I have not been on safari in Kenya but one comment I have read repeatedly is the space available in the vehicles to wield big lenses like the 600mm f4. Some vehicles have seating platforms on something like outriggers but if you are in the middle of a 'communal' seating it will be tougher - it is worth contacting the tour company to find out about seating.


----------



## Hector1970 (Jul 24, 2018)

Thanks for all the comments.
I think the transport is a Toyota Van with a roof that pushes up.
Did anyone use a 600mm F4 in such circumstances. It’s 5 passengers in the vehicle.


----------



## edoorn (Jul 24, 2018)

it will greatly depend on the type of trip and the operator. 

The mini vans are indeed not the most comfortable photography vehicles; they usually have quite some people in them and the sides are not fully open. Photography oriented trips in the mara usually have no more than 3 guests in a vehicle so each one has a full seat row to themselves and use landcruisers that are fully open sided. I always insist on this on my trips there.


----------



## Hector1970 (Jul 24, 2018)

Yes it was a Jeep in Tanzania all those years ago which is somehow more in keeping with a real Safari.’
I have visions of dropping lens and camera overboard. I’m can’t remembet how potentially easy that is to do.
Camera gear was a lot lighter in the year 2000.


----------



## tron (Jul 24, 2018)

Not same experience (substitute birding for safari) but the 400mm f.4 DO II with 5DsR rocks for IQ and weight. I got 5DsR in addition to 7DII based on Alan's experience and I am happy about it. The IQ is much better at lower ISO ( say up to 1000 or so, up to 1600) and equivalent to 7D2 at higher levels. But I cannot stress enough the less weight and the short length of the 400 DO II how much a portable combination makes it (compared to other big white = 500 or 600, solutions)

* Entries

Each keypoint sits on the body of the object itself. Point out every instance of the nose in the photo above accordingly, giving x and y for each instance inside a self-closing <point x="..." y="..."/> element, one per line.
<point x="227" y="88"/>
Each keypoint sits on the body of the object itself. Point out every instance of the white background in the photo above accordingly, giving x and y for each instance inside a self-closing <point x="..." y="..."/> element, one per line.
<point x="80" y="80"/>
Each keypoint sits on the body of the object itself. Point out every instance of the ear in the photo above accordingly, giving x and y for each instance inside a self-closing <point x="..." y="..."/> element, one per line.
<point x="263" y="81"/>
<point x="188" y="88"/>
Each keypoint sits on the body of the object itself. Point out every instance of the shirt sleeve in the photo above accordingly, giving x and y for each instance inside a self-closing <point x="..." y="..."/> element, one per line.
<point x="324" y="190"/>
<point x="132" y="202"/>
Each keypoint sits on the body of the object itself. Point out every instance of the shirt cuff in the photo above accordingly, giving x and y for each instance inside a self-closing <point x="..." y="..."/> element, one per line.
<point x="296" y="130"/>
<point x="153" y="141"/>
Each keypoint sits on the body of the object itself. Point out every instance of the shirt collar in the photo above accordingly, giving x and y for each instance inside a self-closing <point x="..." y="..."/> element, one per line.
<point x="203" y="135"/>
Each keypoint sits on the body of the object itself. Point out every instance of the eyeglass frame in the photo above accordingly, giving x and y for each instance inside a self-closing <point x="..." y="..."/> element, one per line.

* Instructions
A. From the safari photography thread, copy word for word the part that starts with the words containing "I have not been" and ends with "out about seating.".
B. Pick up the forum thread on lenses and vehicles for safari photography where it ends, and keep it going.

* Written responses
A.
I have not been on safari in Kenya but one comment I have read repeatedly is the space available in the vehicles to wield big lenses like the 600mm f4. Some vehicles have seating platforms on something like outriggers but if you are in the middle of a 'communal' seating it will be tougher - it is worth contacting the tour company to find out about seating.

B.
----------



## AlanF (Jul 24, 2018)

tron said:


> Not same experience (substitute birding for safari) but the 400mm f.4 DO II with 5DsR rocks for IQ and weight. I got 5DsR in addition to 7DII based on Alan's experience and I am happy about it. The IQ is much better at lower ISO ( say up to 1000 or so, up to 1600) and equivalent to 7D2 at higher levels. But I cannot stress enough the less weight and the short length of the 400 DO II how much a portable combination makes it (compared to other big white = 500 or 600, solutions)



For our birding safari in Tanzania, my wife will use the 5DSR + 100-400mm II (mainly without a TC). It’s nearly as good as the 400 DO II at 400mm but the DO leaps ahead with a 1.4xTC in IQ and AF. This will cover us for zooming and close ups down to a metre. It’s a fabulous combination. I’ll use the 5DIV with the DO + TCs. To be frank, I’d prefer a second 5DSR as I love it at 560mm. But, the 5DIV never lets me down with BIF, although the DSR is very good too.


----------



## DavidA (Jul 25, 2018)

*Re: 600 F4 II or 300 F2.8 II and extenders for a Safari k*

I have been on two safaris in Africa that included SA, Botswana, Rwanda, and Tanzania where I found that 560mm met 95% of my shooting needs. I carried the Canon 200 - 400 w1.4x TC and 100-400 II as my primary lenses on both safaris. I was in a group of 4 on both trips which was ideal for the vehicles used on safari. I only had one animal sighting and a few birds in Tanzania where the 560mm didn’t meet my needs. Atmospherics becomes the biggest issue with the long lenses in dusty environments. I have shot alll of the big whites at some point on wildlife trips.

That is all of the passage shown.